▶ Text section
--- begin ---

Oceans which occupy more than 70% of the earth’s surface are unlimited sources of renewable energy. It is estimated that ocean energy can provide upto 1,000,000 EJ of renewable energy per year; second only to solar energy has a resource availability of 3,900,000 EJ per year. However, out of this annual energy flow, only a small fraction can be harnessed and the technical potential of ocean energy is estimated at 3,240- 10,500 EJ per year, while that for solar energy is 62,000-280,000 EJ per year. To put these numbers in perspective the total energy consumed in the entire world in 2015 was approximately 500 EJ. It is therefore evident that oceans are an inexhaustible source of energy.

India has three distinct energy challenges: to meet it’s ever increasing energy demand, to lower GHG emissions and to provide clean energy at low cost. These three seemingly contradicting end goals are to be met by 2030 in order to meet the Sustainable Development Goal 7 (SDG 7) on energy viz. ‘Ensure access to affordable, reliable, sustainable and modern energy for all’.

Realizing the potential of ocean energy and its relevance for India, the Union Cabinet gave its approval for India to become a member country of the Ocean Energy Systems (OES) by signing the Implementing Agreement (IA) on 13 Jan 2016. The OES Energy Technology Initiative is an intergovernmental collaboration between countries which operate under the aegis of International Energy Agency (IEA) and currently has 23 member countries including China, US, UK and other EU countries. This process of induction was formally completed on 27 April 2016 when India joined the Technology Collaboration Programme of the OES. The Earth System Science Organisation at the National Institute of Ocean Technology (ESSO-NIOT) under the Ministry of Earth Sciences is the nodal agency which will lead the Indian initiatives.

Ocean energy is primarily of six different types:

  • Wave energy: Based on wind-wave interaction
  • Tidal energy: Based on rise and fall of water level due to gravitational pull of sun and the moon
  • Tidal stream: Water flow in channels located on coast due to tidal effects
  • Ocean Thermal Energy Conversion (OTEC): Due to differential in temperature between different depths in the ocean
  • Salinity gradients: Due to difference in osmotic pressure between fresh water and salty water found in the region where the river meets the
  • Ocean currents: Which are wind-driven or based on thermohaline circulation

In addition there are other potential sources of oceanic energy such as extraction of biofuel from seaweed algae and geothermal energy from submarine vents, but these technologies are relatively unproven.

While tidal energy is a well-established technology and a 240 MW tidal plant has been operating since 1966 at La Rance in France. The largest and the latest addition to tidal energy is the deployment of 254 MW plant at Sihwa Lake, South Korea in 2011. As there has to be a minimum difference of 7 mts between the low and the high tide, there are limited regions in the world which are suited for setting up tidal plants. In India, the total identified potential of tidal energy is about 9,000 MW which is distributed in three regions: Gulf of Cambay (7000 MW), Gulf of Kutch (1200 MW) and the Ganges Delta in the Sunderbans (100 MW). A 3.65 MW plant is functional in the Sunderbans and a 50MW plant is planned in the gulf of Khambhat and Kutch. The upfront investment cost for the plant is around 4,500-5,000 US $/KW and with a lifetime of 40 years, the levelised cost of electricity (LCOE) is around 17-25 cents/kWh. While this LCOE makes tidal energy as one of the cheapest form of ocean energy the cost is still higher than electricity generated from fossil fuels as well as clean energy sources such as wind and solar, which is a big barrier for adoption of the technology.

--- end ---

▶ What you need to do
1. Could you restate the part of the ocean energy text starting with "Realizing the potential" and going on through "the Indian initiatives.", substituting "coordinating body" for "nodal agency"?
2. Why does the ocean energy text say that only limited regions in the world are suited for setting up tidal plants?

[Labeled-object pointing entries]
--- begin ---

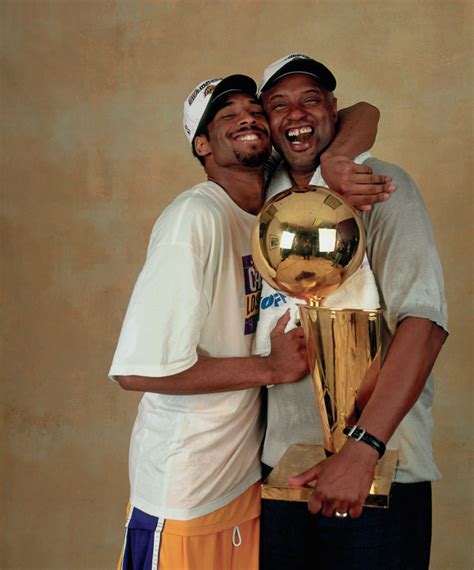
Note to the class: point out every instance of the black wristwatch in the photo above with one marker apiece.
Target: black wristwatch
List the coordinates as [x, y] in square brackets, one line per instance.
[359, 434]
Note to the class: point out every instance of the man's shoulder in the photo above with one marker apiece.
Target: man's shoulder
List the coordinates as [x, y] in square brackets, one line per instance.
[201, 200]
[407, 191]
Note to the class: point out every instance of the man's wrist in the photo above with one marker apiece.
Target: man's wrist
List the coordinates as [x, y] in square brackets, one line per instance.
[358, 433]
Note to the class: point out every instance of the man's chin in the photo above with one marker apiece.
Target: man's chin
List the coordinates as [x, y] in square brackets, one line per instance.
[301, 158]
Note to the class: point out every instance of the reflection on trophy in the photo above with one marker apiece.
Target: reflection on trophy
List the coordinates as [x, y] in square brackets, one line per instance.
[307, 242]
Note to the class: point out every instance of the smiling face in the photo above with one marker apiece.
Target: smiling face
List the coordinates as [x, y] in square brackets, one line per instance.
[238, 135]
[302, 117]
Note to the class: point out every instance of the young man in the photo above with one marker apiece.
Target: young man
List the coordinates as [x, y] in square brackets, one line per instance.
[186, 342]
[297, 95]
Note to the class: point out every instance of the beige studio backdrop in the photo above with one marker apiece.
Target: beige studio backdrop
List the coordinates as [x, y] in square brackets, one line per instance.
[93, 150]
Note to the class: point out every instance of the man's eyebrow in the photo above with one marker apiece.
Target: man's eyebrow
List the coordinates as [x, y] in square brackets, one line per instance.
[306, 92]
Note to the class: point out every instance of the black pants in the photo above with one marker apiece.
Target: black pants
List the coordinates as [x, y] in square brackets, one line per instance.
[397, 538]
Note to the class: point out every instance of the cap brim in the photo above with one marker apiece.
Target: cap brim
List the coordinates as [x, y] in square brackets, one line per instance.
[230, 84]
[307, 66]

--- end ---
--- begin ---

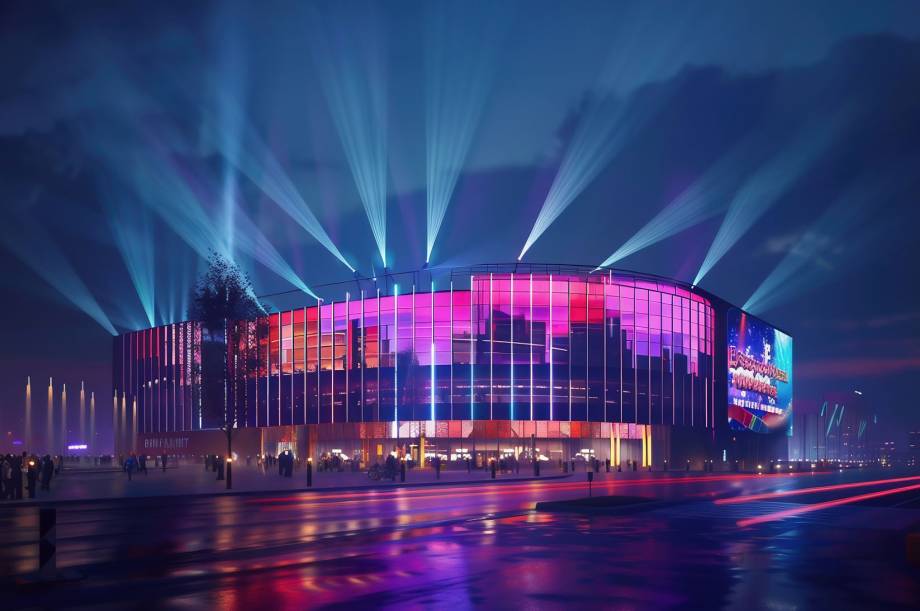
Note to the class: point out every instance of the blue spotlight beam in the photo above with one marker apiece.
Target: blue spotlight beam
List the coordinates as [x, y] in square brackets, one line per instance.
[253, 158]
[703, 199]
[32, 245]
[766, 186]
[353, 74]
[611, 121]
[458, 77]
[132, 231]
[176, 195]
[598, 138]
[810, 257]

--- end ---

▶ Solutions to the exercise
1.
Realizing the potential of ocean energy and its relevance for India, the Union Cabinet gave its approval for India to become a member country of the Ocean Energy Systems (OES) by signing the Implementing Agreement (IA) on 13 Jan 2016. The OES Energy Technology Initiative is an intergovernmental collaboration between countries which operate under the aegis of International Energy Agency (IEA) and currently has 23 member countries including China, US, UK and other EU countries. This process of induction was formally completed on 27 April 2016 when India joined the Technology Collaboration Programme of the OES. The Earth System Science Organisation at the National Institute of Ocean Technology (ESSO-NIOT) under the Ministry of Earth Sciences is the coordinating body which will lead the Indian initiatives.

2. A tidal plant requires a difference of at least 7 mts between low and high tide, and only limited regions of the world meet that condition.